▸ What you need to do
May I please have every record restated word for word, with the images left out?

====== Entries shown

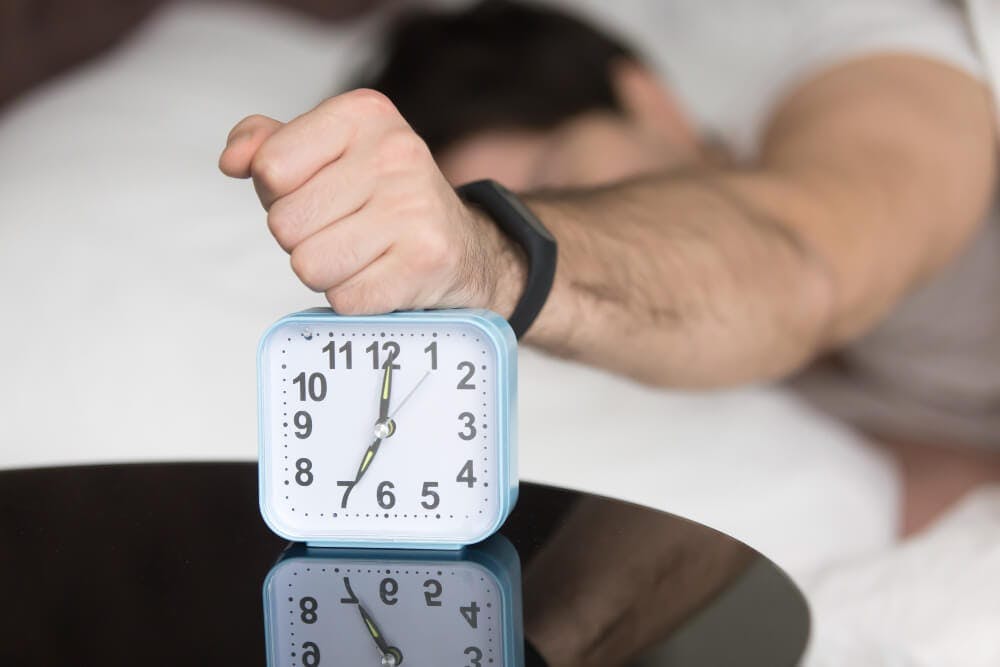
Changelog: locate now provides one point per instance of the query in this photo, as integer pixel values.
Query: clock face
(389, 429)
(357, 612)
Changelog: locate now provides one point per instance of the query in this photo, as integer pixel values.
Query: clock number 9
(470, 370)
(315, 386)
(385, 497)
(310, 654)
(303, 476)
(470, 429)
(309, 607)
(303, 422)
(387, 591)
(476, 656)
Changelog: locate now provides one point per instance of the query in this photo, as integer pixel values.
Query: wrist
(504, 264)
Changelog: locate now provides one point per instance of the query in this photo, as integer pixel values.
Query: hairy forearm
(680, 279)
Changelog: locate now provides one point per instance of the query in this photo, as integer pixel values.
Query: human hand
(355, 197)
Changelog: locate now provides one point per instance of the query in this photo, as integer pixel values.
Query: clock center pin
(385, 429)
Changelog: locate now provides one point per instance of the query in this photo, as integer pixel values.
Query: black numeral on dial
(303, 475)
(470, 370)
(314, 386)
(475, 656)
(303, 424)
(469, 420)
(351, 597)
(309, 607)
(432, 498)
(310, 654)
(331, 350)
(387, 591)
(466, 476)
(391, 350)
(432, 591)
(386, 498)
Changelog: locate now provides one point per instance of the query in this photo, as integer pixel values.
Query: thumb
(243, 141)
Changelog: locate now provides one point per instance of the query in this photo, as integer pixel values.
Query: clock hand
(383, 403)
(407, 397)
(391, 656)
(384, 428)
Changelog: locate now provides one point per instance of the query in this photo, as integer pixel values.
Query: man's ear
(646, 99)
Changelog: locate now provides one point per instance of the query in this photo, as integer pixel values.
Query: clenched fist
(354, 195)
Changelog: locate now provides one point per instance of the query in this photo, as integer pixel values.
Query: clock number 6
(386, 499)
(470, 429)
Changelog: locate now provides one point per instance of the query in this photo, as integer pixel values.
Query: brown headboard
(40, 38)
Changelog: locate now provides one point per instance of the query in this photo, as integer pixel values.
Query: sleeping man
(810, 203)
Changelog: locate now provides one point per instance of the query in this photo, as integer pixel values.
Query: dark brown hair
(499, 65)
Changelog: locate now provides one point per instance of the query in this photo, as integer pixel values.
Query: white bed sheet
(135, 281)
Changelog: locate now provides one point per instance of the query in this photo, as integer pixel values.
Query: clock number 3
(470, 429)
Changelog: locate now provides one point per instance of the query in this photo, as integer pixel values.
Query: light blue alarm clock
(395, 608)
(388, 431)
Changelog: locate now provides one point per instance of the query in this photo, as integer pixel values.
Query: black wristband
(532, 658)
(516, 221)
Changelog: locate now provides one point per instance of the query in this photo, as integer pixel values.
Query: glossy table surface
(166, 564)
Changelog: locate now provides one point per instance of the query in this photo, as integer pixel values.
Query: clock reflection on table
(165, 564)
(390, 608)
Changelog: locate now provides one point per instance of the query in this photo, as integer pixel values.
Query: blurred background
(135, 281)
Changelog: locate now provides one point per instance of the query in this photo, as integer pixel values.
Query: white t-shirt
(931, 371)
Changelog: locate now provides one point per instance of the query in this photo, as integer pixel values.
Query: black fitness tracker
(532, 658)
(516, 221)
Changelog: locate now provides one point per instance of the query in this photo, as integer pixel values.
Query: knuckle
(267, 170)
(402, 147)
(308, 266)
(281, 223)
(371, 101)
(434, 252)
(360, 299)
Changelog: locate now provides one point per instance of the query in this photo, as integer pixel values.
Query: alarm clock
(391, 608)
(393, 430)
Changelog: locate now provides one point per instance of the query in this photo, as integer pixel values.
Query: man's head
(530, 96)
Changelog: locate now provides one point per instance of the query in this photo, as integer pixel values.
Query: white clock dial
(377, 430)
(363, 612)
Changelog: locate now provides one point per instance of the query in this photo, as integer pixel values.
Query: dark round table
(164, 564)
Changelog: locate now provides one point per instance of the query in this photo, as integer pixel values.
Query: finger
(337, 191)
(243, 141)
(383, 286)
(304, 145)
(340, 251)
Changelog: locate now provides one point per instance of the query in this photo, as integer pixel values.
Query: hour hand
(391, 656)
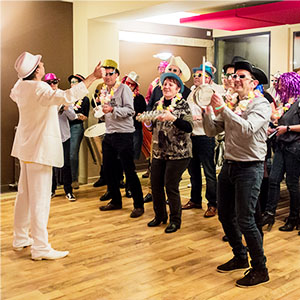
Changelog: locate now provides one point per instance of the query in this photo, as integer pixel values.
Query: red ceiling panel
(273, 14)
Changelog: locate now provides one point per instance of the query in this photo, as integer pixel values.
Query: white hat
(185, 71)
(134, 77)
(26, 63)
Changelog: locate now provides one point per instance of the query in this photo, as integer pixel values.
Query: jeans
(286, 160)
(238, 190)
(115, 147)
(203, 154)
(76, 138)
(137, 143)
(66, 171)
(167, 174)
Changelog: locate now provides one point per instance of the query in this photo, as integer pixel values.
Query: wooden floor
(115, 257)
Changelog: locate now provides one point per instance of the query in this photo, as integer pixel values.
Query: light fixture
(163, 55)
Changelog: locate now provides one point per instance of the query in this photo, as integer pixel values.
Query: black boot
(268, 219)
(290, 224)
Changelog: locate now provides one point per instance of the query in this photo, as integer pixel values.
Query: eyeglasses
(242, 76)
(173, 70)
(130, 83)
(54, 81)
(228, 75)
(200, 75)
(110, 73)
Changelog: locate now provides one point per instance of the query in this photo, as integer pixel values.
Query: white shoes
(71, 197)
(52, 254)
(20, 248)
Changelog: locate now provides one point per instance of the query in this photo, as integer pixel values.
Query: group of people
(184, 123)
(71, 118)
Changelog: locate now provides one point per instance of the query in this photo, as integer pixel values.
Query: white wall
(281, 51)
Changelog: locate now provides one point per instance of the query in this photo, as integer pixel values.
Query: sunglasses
(242, 76)
(110, 73)
(173, 70)
(130, 83)
(54, 81)
(228, 75)
(200, 75)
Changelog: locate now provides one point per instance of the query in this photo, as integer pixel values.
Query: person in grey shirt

============

▸ Answer to this problem
Changelog: locate now provides one point per instance of the query in this photo, as integer pixel values.
Query: clock face
(389, 429)
(357, 612)
Changelog: locate now provides one point per instance of the query in this photo, as integer pixel values.
Query: clock number 9
(470, 370)
(315, 386)
(385, 497)
(310, 654)
(303, 476)
(470, 429)
(309, 607)
(303, 422)
(387, 591)
(476, 656)
Changelog: locate now provides one point per instance of the query in this photo, as integer pixel values.
Query: wrist
(504, 264)
Changelog: locate now provides one point per instance of the query in this photo, as integer pixel values.
Query: hairy forearm
(680, 279)
Changelog: locate now provides one point per instance of the query in this photo, as integer pixel values.
Query: human hand
(355, 197)
Changelog: locate now provides one point per instance of the query in this photo, as integer pixel values.
Query: clock center pin
(385, 429)
Changelog: locate now provides one point per instance of the query in this photo, as integer pixel values.
Query: black numeral on dial
(303, 475)
(470, 370)
(314, 386)
(475, 656)
(303, 424)
(469, 420)
(351, 597)
(309, 607)
(432, 498)
(310, 654)
(331, 350)
(387, 591)
(466, 476)
(391, 350)
(432, 591)
(386, 498)
Changelog: locate now provides one point per instance of the query in this photo, as integer pixel values.
Query: thumb
(243, 141)
Changelog: locate now provides one point per instance of the query in this photo, as integer pixel values.
Query: clock hand
(383, 403)
(407, 397)
(391, 656)
(384, 428)
Changelog: locate now provides one point per instance of the query in this photo, as integer pixel values.
Query: man's ear
(646, 99)
Changelog: locate now provides one point per instance of the query in this photo, as integer pixel values.
Query: clenched fist
(354, 195)
Changelog: locate now provides one point per instance of the query in this photo, as integer pixel values.
Query: clock number 6
(386, 499)
(470, 429)
Changelog: locate now provides one point per instance of the query in this photo, as integer pixel values.
Query: brown headboard
(40, 38)
Changelog: locate now provides one point per instance of the query in this photo, as integer pixel values.
Query: sleeping man
(810, 203)
Changelog: locate now provides one point per instance of the query in this photo, as integer pixel values.
Query: dark brown hair
(499, 65)
Changelog: locate now provides one point per instance of the query in this photo, as integer pixel values.
Query: white bed sheet
(135, 281)
Changelog: locate now provides one point per instance of the query in this photo, as integer pixel values.
Query: clock number 3
(470, 429)
Changelog: locate now provides one point per instance of the query in this photo, as integer pixel values.
Query: light blue alarm clock
(395, 608)
(388, 431)
Changelog: locate now provides one point per instance of the query in this photo, as integer pixel values.
Query: black wristband
(532, 658)
(516, 221)
Changelog: locate now provides one point per instance of the query in this photo, as integer pixel values.
Query: glossy table surface
(166, 564)
Changelog: locate now provides one point per instance of the query in this photo, as integer pixel values.
Query: clock reflection on table
(165, 564)
(390, 608)
Changelog: locate now provides one point per instance of the query in this photo, as integer pixel values.
Query: blurred background
(135, 281)
Changelog: locate now provides one point per instance of the query in this photo, as integer pixel values.
Query: white t-shirt
(931, 371)
Changelog: locate now provides one point per instance of the query in this photo, as integer pixel values.
Query: black fitness tracker
(532, 658)
(516, 221)
Changelog: locate now provides one point per instance of the query in this photo, as integer pixel values.
Query: knuckle
(267, 170)
(402, 147)
(308, 266)
(281, 223)
(371, 101)
(434, 252)
(360, 299)
Changelog: locate now provides one point per instance of the query in this photo, as integer pixel values.
Query: alarm clock
(391, 608)
(393, 430)
Changelog: locate now provides one point per instance of the query in this photo, as integer pixel values.
Query: man's head
(530, 96)
Changelog: locate now provides one point per instance of the query in this photo, as integer pixel values.
Query: white clock dial
(377, 430)
(363, 612)
Changelog: locate now provides one point per instance of the query in this photo, as integer pixel values.
Query: dark round table
(164, 564)
Changelog: locate now provides one point per instance of the query in this photo, as integer pixel values.
Query: finger
(337, 191)
(243, 141)
(383, 286)
(304, 145)
(340, 251)
Changelog: locate now provides one point per instance of the query in this photo, as integer pixel values.
Query: hour hand
(391, 656)
Changelog: locate now provides one point per instance of the query in this photo, as integer pixel values.
Query: red ceiling panel
(273, 14)
Changelog: locate now provides one point per instance of the query in this photo, as integer pixel values.
Query: white hat
(185, 71)
(134, 77)
(26, 63)
Changelog: locate now provides one point per instance of the query in this photo, as integer pixel values.
Query: jeans
(286, 160)
(238, 190)
(115, 147)
(203, 154)
(76, 138)
(137, 143)
(66, 171)
(167, 174)
Changelog: locate now provides one point per instance of the query in this photo, as integer pixel values.
Query: wooden floor
(115, 257)
Changelog: locate now provides one point per instance of the query in this photo, as integer pixel values.
Query: light fixture
(163, 55)
Changelog: locate now provides one point per instance of the query in this photo, as integer pixel values.
Query: black boot
(268, 219)
(290, 224)
Changelog: locate now provides one point per instance of the query in this photo, as integer pixel values.
Query: eyeglasses
(242, 76)
(173, 70)
(130, 83)
(54, 81)
(228, 75)
(200, 75)
(110, 73)
Changelog: locate now provides one point per instance of the query in this photo, as integer pixel values.
Query: white shoes
(71, 197)
(52, 254)
(20, 248)
Changelog: locate now provides one point per instance of the query in this photo, as integer pixel values.
Query: group of people
(184, 123)
(71, 118)
Changelog: locate now provides one point per instance of the query in this photo, as integer pixel values.
Query: white wall
(281, 51)
Changelog: locate now provides one point per instance of the query in this photo, as integer pixel values.
Query: sunglasses
(242, 76)
(110, 73)
(173, 70)
(130, 83)
(54, 81)
(228, 75)
(200, 75)
Changelog: locate now provides one point per instance of the query in this photo, as integer pixel values.
Query: person in grey shirt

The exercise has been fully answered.